**Source extract**
● ● ●

What are pressure ulcers?
Pressure ulcers (also called bed sores or pressure sores) are injuries caused by constant pressure or friction. They usually affect people who are immobilised or find it difficult to move themselves, for example the elderly or paralysed. Pressure ulcers frequently occur on bony parts of the body, such as the heels and hips, and also on the buttocks. Prolonged pressure on these areas leads to poor circulation, followed by cell death, skin breakdown, and the development of an open wound - the pressure ulcer. Pressure ulcers take a long time to heal - and some do not heal – so, if possible, it is important to prevent them from developing.
What is massage therapy?
Massage therapy is a treatment in which parts of the body are manipulated, held, moved and have pressure applied to them. Massage therapy can increase the volume of blood in an area, improve tissue suppleness, reduce swelling due to accumulation of fluid (oedema), and boost the immune system. Some studies have suggested that massage may help prevent the development of pressure ulcers in people who are at risk of developing them, but it is not known whether it really works.
The purpose of this review
This review investigated whether massage therapy is effective when given alone, or as part of a package of care, to prevent the development of pressure ulcers. The review authors were interested in massage therapy compared with sham (pretend) massage, or compared with standard care for prevention of pressure ulcers (that is special mattresses, regular turning and reduction of pressure on the immobile patient).
Findings of this review
The review authors searched the medical literature up to 8 January 2015, but could identify no relevant trials that investigated massage therapy for the prevention of pressure ulcers. Therefore, there is currently no evidence to support or reject massage therapy as a preventative treatment for pressure ulcers. There is an urgent need for trials to investigate this area to establish whether massage therapy works and is safe.
There are currently no studies eligible for inclusion in this review. It is, therefore, unclear whether massage therapy can prevent pressure ulcers.
Pressure ulcers affect approximately 10% of patients in hospitals and the elderly are at highest risk. Several studies have suggested that massage therapy may help to prevent the development of pressure ulcers, but these results are inconsistent.
To assess the evidence for the effects of massage compared with placebo, standard care or other interventions for prevention of pressure ulcers in at-risk populations.
The review sought to answer the following questions:
Does massage reduce the incidence of pressure ulcers of any grade?
Is massage safe in the short- and long-term? If not, what are the adverse events associated with massage?
We searched the Cochrane Wounds Group Specialised Register (8 January 2015), the Cochrane Central Register of Controlled Trials (CENTRAL) (2015, Issue 1), Ovid MEDLINE (1946 to 8 January 2015), Ovid MEDLINE (In-Process Other Non-Indexed Citations 8 January 2015), Ovid EMBASE (1974 to 8 January 2015), and EBSCO CINAHL (1982 to 8 January 2015). We did not apply date or language restrictions.
We planned to include all randomised controlled trials (RCTs) and quasi-randomised controlled trials (Q-RCTs) that evaluated the effects of massage therapy for the prevention of pressure ulcers. Our primary outcome was the proportion of people developing a new pressure ulcer of any grade.
Two review authors independently carried out trial selection. Disagreements were resolved by discussion.
No studies (RCTs or Q-RCTs) met the inclusion criteria. Therefore, neither a meta-analysis nor a narrative description of studies was possible.

● ● ●

**Data extracts**
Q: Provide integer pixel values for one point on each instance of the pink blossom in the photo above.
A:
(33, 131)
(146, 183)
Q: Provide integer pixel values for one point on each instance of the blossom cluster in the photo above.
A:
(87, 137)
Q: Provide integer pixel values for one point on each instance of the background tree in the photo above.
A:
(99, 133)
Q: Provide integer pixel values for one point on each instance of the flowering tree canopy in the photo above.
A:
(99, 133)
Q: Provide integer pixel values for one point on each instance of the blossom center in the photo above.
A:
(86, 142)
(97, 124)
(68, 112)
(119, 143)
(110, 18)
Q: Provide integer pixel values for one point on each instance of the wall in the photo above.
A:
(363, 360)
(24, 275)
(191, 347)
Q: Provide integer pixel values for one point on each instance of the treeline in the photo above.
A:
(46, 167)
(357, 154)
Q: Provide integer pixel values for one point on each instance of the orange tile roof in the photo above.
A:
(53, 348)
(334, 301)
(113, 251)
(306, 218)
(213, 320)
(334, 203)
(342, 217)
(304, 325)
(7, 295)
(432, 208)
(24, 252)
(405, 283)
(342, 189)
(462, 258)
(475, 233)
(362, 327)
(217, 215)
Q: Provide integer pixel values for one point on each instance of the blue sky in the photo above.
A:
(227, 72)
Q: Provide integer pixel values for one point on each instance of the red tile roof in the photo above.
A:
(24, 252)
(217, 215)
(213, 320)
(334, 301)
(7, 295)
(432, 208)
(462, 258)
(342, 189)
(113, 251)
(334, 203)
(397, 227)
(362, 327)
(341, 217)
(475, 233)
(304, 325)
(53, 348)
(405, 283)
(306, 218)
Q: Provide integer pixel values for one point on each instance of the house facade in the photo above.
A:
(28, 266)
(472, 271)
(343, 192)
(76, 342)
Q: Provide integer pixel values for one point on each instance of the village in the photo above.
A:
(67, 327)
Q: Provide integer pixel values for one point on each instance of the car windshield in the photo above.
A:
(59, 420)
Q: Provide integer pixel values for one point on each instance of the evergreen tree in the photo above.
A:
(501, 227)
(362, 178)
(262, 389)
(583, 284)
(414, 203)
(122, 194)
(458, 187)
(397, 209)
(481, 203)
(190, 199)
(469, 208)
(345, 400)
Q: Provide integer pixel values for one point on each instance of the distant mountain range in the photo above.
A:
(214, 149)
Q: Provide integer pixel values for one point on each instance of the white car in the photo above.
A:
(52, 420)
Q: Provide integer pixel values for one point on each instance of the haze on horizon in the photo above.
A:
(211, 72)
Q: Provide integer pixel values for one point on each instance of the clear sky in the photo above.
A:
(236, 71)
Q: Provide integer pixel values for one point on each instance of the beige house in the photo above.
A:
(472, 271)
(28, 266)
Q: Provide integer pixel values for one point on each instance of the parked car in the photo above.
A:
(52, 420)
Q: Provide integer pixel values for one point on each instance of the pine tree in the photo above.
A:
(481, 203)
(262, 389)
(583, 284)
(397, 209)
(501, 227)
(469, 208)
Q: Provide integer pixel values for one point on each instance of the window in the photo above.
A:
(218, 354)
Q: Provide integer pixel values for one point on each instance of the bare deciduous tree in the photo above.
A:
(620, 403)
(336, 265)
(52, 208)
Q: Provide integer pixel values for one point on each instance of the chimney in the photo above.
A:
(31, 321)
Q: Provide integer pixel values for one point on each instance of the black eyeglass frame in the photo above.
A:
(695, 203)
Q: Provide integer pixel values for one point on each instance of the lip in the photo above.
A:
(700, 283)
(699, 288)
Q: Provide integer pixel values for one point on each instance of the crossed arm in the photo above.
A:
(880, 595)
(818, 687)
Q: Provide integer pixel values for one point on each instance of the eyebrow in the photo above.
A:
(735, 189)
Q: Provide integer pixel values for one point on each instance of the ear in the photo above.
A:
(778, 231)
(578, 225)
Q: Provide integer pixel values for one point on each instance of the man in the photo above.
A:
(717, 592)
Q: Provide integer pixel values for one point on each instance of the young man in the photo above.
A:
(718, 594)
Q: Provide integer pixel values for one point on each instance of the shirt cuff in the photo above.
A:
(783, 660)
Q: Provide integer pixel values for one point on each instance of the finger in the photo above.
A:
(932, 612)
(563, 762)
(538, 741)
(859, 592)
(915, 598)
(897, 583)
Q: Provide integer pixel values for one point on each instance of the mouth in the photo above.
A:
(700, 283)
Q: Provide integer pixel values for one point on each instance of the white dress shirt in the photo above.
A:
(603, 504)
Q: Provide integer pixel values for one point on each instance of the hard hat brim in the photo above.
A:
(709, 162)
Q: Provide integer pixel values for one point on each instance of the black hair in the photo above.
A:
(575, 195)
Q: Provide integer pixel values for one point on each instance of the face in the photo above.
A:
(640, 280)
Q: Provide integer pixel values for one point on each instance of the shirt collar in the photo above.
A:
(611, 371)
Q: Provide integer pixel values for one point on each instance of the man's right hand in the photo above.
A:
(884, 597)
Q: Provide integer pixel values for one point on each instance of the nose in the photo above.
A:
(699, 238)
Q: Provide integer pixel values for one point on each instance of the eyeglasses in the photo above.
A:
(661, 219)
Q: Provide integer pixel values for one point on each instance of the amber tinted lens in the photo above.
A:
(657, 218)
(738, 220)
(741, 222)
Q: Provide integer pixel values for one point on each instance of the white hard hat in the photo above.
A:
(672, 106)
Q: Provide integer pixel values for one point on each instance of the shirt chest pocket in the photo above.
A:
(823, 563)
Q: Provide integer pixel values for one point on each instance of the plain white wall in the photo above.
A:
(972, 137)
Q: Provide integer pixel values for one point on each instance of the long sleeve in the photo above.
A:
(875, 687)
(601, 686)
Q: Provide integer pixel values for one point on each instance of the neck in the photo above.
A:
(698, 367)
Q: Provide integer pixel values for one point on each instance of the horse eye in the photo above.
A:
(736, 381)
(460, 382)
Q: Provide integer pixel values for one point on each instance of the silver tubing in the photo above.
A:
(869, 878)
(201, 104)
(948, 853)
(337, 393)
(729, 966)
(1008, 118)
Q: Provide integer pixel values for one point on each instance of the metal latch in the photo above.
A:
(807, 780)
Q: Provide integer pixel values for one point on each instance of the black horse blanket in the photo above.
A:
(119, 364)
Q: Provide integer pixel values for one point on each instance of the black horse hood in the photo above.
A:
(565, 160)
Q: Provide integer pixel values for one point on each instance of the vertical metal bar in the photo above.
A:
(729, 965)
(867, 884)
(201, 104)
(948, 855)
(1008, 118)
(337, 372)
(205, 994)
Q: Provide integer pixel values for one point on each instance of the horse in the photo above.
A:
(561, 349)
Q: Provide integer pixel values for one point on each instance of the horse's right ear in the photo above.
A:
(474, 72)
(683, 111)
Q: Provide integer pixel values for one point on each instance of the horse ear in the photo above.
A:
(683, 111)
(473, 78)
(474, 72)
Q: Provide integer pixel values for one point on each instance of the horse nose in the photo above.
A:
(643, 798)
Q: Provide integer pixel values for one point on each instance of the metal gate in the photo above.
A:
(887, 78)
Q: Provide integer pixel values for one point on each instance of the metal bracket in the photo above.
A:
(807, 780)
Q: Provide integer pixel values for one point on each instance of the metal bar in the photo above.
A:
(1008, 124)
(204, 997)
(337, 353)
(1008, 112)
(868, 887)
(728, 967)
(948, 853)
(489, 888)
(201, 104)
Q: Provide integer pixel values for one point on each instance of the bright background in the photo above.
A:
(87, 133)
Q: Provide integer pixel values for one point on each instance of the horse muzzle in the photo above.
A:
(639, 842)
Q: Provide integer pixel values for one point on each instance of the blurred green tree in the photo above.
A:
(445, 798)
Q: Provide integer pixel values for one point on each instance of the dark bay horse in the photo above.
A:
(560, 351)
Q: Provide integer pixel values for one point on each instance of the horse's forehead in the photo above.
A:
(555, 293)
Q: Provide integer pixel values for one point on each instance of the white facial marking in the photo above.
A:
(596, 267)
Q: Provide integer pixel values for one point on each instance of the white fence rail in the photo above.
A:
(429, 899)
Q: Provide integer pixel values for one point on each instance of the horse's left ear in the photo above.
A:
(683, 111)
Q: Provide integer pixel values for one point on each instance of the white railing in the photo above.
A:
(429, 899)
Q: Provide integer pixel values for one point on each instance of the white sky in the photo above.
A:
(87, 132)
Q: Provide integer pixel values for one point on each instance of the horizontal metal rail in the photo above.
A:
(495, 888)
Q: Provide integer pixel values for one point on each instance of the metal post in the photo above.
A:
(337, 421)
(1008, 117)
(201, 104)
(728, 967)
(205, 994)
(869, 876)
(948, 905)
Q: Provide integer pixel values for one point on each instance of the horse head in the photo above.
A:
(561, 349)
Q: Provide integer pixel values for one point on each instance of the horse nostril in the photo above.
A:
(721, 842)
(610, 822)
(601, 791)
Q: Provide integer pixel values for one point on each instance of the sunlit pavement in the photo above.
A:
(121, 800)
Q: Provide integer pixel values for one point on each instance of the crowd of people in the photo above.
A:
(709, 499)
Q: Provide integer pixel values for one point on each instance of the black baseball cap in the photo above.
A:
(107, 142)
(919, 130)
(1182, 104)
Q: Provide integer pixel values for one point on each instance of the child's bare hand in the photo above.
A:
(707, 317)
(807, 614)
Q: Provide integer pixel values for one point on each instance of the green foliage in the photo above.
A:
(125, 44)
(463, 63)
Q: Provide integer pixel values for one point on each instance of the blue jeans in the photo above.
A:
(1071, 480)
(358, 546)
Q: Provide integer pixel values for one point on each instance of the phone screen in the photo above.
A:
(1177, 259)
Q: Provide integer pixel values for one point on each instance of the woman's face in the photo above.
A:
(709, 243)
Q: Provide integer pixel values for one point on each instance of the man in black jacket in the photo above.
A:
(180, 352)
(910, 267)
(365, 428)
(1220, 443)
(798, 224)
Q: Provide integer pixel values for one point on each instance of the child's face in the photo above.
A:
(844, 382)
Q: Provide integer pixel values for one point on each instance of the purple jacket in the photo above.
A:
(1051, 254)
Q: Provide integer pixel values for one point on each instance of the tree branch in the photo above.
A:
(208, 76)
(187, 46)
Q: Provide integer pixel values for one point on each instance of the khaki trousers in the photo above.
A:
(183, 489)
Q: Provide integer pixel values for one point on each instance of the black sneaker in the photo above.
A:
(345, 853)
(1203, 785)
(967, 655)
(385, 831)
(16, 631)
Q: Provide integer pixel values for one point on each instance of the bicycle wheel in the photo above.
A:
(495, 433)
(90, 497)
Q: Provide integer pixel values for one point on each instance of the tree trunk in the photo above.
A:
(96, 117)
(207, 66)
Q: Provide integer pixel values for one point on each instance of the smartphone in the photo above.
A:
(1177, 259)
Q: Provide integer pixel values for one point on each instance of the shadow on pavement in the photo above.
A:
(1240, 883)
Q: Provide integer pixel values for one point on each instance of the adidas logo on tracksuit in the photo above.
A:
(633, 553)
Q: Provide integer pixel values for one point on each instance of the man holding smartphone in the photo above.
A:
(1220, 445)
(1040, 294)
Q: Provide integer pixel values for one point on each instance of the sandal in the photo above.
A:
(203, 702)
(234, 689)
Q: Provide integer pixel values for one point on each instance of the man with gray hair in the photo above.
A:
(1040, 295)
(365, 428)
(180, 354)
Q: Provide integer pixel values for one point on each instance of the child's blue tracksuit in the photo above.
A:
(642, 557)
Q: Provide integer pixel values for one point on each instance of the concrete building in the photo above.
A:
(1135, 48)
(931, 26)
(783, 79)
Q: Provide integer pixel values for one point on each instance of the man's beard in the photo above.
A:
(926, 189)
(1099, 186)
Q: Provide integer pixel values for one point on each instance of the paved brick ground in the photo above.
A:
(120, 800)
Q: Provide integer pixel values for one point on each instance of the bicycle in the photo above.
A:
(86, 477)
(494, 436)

● ● ●

**What is needed**
Rewrite the pressure ulcer review from "We searched the" up to and including "of any grade.", replacing "EBSCO CINAHL" with "CINAHL (EBSCO)". The records have nothing to do with the pressure ulcer review.

**Task result**
We searched the Cochrane Wounds Group Specialised Register (8 January 2015), the Cochrane Central Register of Controlled Trials (CENTRAL) (2015, Issue 1), Ovid MEDLINE (1946 to 8 January 2015), Ovid MEDLINE (In-Process Other Non-Indexed Citations 8 January 2015), Ovid EMBASE (1974 to 8 January 2015), and CINAHL (EBSCO) (1982 to 8 January 2015). We did not apply date or language restrictions.
We planned to include all randomised controlled trials (RCTs) and quasi-randomised controlled trials (Q-RCTs) that evaluated the effects of massage therapy for the prevention of pressure ulcers. Our primary outcome was the proportion of people developing a new pressure ulcer of any grade.